*** Opening STUDY MATERIAL ***
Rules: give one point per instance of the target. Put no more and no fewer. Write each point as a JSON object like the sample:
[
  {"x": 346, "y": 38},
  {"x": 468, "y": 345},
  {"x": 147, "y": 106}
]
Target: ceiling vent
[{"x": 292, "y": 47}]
*** Closing STUDY MATERIAL ***
**TASK DESCRIPTION:** The answer should be an exact copy of the data.

**EXPECTED ANSWER:**
Rules: give one point per instance of the target. Put no more and no fewer. Write each point as a JSON object like the sample:
[
  {"x": 346, "y": 38},
  {"x": 468, "y": 345},
  {"x": 147, "y": 106}
]
Target: ceiling vent
[{"x": 292, "y": 47}]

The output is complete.